> What to produce
Output each line exactly as written, from the first line of the records to the line bearing "Task: set one pin on each instance of the wood floor", inclusive, while leaving every picture out.

*-*-*

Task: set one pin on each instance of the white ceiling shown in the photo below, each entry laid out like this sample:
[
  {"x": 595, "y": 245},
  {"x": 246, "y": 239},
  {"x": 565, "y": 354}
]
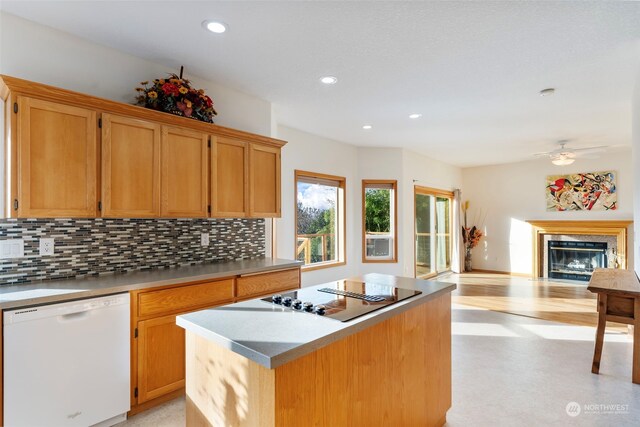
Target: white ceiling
[{"x": 473, "y": 69}]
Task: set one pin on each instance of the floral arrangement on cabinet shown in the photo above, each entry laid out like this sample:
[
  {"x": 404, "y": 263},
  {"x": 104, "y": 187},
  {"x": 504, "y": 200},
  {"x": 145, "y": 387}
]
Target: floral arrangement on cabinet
[
  {"x": 470, "y": 236},
  {"x": 176, "y": 96}
]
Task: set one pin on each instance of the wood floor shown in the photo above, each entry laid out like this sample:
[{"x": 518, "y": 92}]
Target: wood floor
[{"x": 541, "y": 299}]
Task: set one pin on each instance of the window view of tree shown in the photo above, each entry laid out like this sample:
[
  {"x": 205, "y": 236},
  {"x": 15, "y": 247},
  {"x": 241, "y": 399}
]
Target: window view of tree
[
  {"x": 317, "y": 233},
  {"x": 432, "y": 232},
  {"x": 377, "y": 210},
  {"x": 379, "y": 218}
]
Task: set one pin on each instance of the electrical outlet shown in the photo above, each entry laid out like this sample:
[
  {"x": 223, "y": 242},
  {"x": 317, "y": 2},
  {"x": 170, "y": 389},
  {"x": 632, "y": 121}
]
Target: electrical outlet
[
  {"x": 46, "y": 246},
  {"x": 13, "y": 248}
]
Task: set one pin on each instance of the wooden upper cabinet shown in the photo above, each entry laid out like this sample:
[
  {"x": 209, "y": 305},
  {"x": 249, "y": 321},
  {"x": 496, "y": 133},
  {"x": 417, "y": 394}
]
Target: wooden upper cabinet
[
  {"x": 185, "y": 174},
  {"x": 229, "y": 177},
  {"x": 130, "y": 167},
  {"x": 57, "y": 160},
  {"x": 264, "y": 181}
]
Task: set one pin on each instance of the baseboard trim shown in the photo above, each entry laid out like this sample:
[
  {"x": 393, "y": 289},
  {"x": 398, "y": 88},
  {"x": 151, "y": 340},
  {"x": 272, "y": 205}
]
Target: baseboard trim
[{"x": 508, "y": 273}]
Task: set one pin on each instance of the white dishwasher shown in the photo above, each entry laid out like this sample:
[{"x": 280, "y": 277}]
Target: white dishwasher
[{"x": 67, "y": 364}]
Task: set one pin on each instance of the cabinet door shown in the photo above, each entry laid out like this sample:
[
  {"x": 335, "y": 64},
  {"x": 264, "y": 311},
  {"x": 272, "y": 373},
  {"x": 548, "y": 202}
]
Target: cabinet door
[
  {"x": 229, "y": 178},
  {"x": 57, "y": 160},
  {"x": 184, "y": 175},
  {"x": 130, "y": 167},
  {"x": 264, "y": 181},
  {"x": 161, "y": 360}
]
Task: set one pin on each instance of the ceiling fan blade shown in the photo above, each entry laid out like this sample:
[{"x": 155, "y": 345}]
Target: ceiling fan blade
[
  {"x": 548, "y": 153},
  {"x": 588, "y": 156},
  {"x": 589, "y": 150}
]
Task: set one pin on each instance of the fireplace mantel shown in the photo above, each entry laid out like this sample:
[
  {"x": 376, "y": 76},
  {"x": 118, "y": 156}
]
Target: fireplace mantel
[{"x": 617, "y": 228}]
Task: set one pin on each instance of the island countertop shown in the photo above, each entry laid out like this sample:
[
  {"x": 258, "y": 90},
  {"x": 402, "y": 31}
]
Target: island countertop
[
  {"x": 47, "y": 292},
  {"x": 272, "y": 335}
]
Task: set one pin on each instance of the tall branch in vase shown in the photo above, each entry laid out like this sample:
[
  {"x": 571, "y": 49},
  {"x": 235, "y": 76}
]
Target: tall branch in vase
[{"x": 470, "y": 237}]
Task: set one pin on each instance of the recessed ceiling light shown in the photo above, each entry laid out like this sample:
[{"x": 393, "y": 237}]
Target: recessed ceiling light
[
  {"x": 215, "y": 26},
  {"x": 329, "y": 80}
]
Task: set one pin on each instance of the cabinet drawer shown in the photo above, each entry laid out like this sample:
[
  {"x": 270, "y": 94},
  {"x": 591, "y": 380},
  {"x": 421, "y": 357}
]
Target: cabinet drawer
[
  {"x": 261, "y": 284},
  {"x": 184, "y": 298}
]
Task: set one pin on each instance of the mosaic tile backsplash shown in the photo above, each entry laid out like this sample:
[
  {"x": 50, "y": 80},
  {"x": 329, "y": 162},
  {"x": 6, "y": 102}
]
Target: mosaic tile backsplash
[{"x": 87, "y": 247}]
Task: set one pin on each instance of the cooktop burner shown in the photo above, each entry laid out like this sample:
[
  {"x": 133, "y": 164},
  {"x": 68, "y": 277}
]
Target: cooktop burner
[{"x": 342, "y": 300}]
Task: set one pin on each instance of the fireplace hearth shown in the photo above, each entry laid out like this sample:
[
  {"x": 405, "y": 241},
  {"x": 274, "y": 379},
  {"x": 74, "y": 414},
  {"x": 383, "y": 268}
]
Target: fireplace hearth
[{"x": 572, "y": 260}]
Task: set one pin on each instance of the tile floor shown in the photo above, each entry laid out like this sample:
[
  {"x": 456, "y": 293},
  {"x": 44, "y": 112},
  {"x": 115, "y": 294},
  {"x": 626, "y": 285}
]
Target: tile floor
[{"x": 512, "y": 370}]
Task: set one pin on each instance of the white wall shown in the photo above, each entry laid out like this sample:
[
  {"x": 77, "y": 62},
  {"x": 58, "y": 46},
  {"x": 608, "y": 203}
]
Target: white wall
[
  {"x": 45, "y": 55},
  {"x": 636, "y": 169},
  {"x": 312, "y": 153},
  {"x": 508, "y": 195},
  {"x": 315, "y": 154}
]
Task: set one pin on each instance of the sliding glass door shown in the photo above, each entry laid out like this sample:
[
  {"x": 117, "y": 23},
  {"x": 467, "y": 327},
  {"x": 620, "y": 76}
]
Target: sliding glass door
[{"x": 432, "y": 231}]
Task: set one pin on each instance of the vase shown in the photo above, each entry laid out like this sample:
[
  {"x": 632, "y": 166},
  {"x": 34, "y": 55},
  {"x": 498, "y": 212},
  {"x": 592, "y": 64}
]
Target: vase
[{"x": 467, "y": 260}]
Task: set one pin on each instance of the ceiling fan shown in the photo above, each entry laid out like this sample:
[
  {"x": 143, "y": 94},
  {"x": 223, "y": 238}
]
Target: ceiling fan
[{"x": 563, "y": 156}]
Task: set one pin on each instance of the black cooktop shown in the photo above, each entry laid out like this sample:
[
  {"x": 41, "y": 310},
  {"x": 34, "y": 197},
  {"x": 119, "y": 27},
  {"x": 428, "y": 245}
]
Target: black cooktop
[{"x": 342, "y": 300}]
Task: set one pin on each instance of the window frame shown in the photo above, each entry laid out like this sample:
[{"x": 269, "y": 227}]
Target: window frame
[
  {"x": 394, "y": 186},
  {"x": 341, "y": 232},
  {"x": 433, "y": 192}
]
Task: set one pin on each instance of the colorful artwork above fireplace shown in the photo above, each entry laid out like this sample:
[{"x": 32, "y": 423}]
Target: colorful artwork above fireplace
[{"x": 591, "y": 191}]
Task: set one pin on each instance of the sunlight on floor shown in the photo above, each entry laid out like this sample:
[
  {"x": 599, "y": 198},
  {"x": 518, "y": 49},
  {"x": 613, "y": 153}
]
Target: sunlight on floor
[
  {"x": 574, "y": 333},
  {"x": 481, "y": 330}
]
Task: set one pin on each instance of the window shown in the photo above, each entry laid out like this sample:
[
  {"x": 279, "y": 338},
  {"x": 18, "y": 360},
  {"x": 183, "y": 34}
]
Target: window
[
  {"x": 432, "y": 231},
  {"x": 379, "y": 211},
  {"x": 319, "y": 219}
]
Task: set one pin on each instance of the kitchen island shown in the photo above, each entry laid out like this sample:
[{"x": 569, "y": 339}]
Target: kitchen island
[{"x": 256, "y": 363}]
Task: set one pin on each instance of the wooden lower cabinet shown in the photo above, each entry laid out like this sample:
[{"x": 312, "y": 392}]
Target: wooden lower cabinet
[
  {"x": 158, "y": 344},
  {"x": 160, "y": 357}
]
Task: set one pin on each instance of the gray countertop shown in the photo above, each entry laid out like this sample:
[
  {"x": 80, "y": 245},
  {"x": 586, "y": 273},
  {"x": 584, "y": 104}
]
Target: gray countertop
[
  {"x": 272, "y": 335},
  {"x": 46, "y": 292}
]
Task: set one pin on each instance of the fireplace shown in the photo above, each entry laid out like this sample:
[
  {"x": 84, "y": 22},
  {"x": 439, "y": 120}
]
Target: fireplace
[
  {"x": 575, "y": 260},
  {"x": 614, "y": 233}
]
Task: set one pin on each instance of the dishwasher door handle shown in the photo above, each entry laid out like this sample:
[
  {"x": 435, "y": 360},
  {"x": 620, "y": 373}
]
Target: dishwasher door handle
[{"x": 72, "y": 317}]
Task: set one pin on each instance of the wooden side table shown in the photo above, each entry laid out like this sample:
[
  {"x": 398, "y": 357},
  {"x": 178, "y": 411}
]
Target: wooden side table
[{"x": 618, "y": 301}]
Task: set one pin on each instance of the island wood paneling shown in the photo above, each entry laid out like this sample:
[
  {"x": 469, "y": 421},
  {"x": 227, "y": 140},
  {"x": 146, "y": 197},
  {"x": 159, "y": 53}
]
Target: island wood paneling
[{"x": 397, "y": 372}]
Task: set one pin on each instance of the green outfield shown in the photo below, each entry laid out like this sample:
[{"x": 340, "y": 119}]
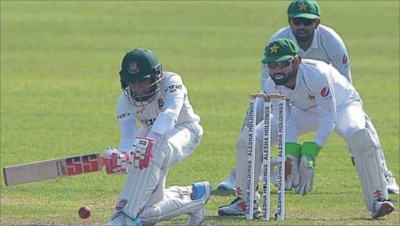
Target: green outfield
[{"x": 59, "y": 85}]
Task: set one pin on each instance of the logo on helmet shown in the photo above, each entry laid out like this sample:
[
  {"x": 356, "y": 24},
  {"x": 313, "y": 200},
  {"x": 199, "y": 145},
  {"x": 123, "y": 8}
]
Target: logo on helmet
[
  {"x": 274, "y": 49},
  {"x": 133, "y": 67}
]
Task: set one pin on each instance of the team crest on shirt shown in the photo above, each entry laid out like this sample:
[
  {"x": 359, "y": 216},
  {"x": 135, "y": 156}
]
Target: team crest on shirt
[
  {"x": 160, "y": 103},
  {"x": 303, "y": 6},
  {"x": 325, "y": 92}
]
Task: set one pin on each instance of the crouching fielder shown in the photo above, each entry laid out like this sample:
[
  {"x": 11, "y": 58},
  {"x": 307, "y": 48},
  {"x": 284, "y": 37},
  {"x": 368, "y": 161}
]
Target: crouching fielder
[
  {"x": 324, "y": 101},
  {"x": 169, "y": 132}
]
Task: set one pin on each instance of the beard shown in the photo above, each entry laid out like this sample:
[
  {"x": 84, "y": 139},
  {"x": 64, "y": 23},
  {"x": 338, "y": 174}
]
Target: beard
[{"x": 303, "y": 36}]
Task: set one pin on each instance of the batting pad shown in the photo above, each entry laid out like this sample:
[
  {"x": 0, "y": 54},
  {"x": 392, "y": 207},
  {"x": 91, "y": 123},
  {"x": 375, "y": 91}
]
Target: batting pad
[
  {"x": 365, "y": 149},
  {"x": 139, "y": 186},
  {"x": 176, "y": 202}
]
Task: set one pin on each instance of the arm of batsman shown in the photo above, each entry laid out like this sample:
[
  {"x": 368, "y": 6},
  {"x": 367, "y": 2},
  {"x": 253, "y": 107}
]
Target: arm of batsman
[
  {"x": 142, "y": 152},
  {"x": 116, "y": 162},
  {"x": 309, "y": 152}
]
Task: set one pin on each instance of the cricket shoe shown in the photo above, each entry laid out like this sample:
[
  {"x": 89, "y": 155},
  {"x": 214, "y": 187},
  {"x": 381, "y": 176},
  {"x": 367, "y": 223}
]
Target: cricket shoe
[
  {"x": 229, "y": 182},
  {"x": 122, "y": 219},
  {"x": 391, "y": 184},
  {"x": 382, "y": 208},
  {"x": 200, "y": 191},
  {"x": 237, "y": 208}
]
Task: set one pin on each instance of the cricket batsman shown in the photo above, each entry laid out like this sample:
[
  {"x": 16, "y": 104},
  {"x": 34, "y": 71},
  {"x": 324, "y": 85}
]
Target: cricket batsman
[{"x": 158, "y": 129}]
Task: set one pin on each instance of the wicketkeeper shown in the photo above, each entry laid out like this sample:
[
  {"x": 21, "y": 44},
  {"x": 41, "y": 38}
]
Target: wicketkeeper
[
  {"x": 315, "y": 41},
  {"x": 324, "y": 101},
  {"x": 168, "y": 132}
]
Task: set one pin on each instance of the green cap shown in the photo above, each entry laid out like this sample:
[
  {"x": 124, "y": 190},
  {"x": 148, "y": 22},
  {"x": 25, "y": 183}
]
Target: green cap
[
  {"x": 279, "y": 50},
  {"x": 304, "y": 9},
  {"x": 138, "y": 64}
]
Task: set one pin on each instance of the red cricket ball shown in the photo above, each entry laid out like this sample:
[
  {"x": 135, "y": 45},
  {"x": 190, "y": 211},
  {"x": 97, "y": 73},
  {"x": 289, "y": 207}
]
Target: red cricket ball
[{"x": 84, "y": 212}]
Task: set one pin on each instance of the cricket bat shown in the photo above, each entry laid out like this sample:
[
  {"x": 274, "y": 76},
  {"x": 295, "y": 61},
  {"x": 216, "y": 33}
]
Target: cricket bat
[{"x": 55, "y": 168}]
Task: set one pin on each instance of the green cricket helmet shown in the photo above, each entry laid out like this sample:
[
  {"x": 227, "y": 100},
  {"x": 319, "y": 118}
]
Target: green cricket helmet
[{"x": 138, "y": 65}]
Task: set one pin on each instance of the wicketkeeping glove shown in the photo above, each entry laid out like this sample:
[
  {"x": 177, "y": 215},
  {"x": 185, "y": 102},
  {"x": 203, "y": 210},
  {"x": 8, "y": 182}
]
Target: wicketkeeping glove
[
  {"x": 309, "y": 151},
  {"x": 142, "y": 152},
  {"x": 292, "y": 176},
  {"x": 116, "y": 162}
]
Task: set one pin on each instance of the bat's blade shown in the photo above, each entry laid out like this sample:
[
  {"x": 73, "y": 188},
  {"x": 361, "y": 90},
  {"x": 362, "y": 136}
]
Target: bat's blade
[{"x": 50, "y": 169}]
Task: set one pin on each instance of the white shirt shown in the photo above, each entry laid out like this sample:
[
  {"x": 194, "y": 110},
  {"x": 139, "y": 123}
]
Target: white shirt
[
  {"x": 326, "y": 46},
  {"x": 321, "y": 90},
  {"x": 169, "y": 108}
]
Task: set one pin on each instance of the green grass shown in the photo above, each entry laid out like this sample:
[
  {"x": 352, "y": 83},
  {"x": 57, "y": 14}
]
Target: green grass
[{"x": 59, "y": 85}]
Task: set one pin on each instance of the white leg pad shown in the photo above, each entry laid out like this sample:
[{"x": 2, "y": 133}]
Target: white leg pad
[
  {"x": 139, "y": 186},
  {"x": 176, "y": 202},
  {"x": 365, "y": 149}
]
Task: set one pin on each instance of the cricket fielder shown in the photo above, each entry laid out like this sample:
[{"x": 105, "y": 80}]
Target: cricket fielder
[
  {"x": 319, "y": 42},
  {"x": 325, "y": 102},
  {"x": 168, "y": 132}
]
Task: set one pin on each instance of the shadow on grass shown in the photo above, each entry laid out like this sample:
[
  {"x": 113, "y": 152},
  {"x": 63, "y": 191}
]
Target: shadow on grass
[{"x": 223, "y": 192}]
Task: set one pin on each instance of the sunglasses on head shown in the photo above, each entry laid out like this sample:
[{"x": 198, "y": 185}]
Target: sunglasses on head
[
  {"x": 279, "y": 64},
  {"x": 297, "y": 21}
]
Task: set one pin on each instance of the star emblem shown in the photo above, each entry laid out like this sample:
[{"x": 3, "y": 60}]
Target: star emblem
[
  {"x": 133, "y": 67},
  {"x": 274, "y": 49},
  {"x": 303, "y": 6}
]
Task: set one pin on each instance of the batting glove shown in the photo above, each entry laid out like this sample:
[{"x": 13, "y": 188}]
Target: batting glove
[
  {"x": 142, "y": 152},
  {"x": 309, "y": 151},
  {"x": 292, "y": 176},
  {"x": 116, "y": 162}
]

*-*-*

> Written answer
Task: set one pin on each instance of the white ceiling shown in the photo below, each entry laid out like this sample:
[
  {"x": 595, "y": 245},
  {"x": 246, "y": 239},
  {"x": 565, "y": 354}
]
Target: white ceiling
[{"x": 473, "y": 69}]
Task: set one pin on each instance of the floral arrangement on cabinet shown in the photo above, each entry laid out like this sample:
[
  {"x": 404, "y": 263},
  {"x": 104, "y": 187},
  {"x": 504, "y": 200},
  {"x": 145, "y": 387}
]
Target: floral arrangement on cabinet
[
  {"x": 470, "y": 236},
  {"x": 176, "y": 96}
]
Task: set one pin on each instance of the wood floor shown in the photo above, each entry laid out like this sample:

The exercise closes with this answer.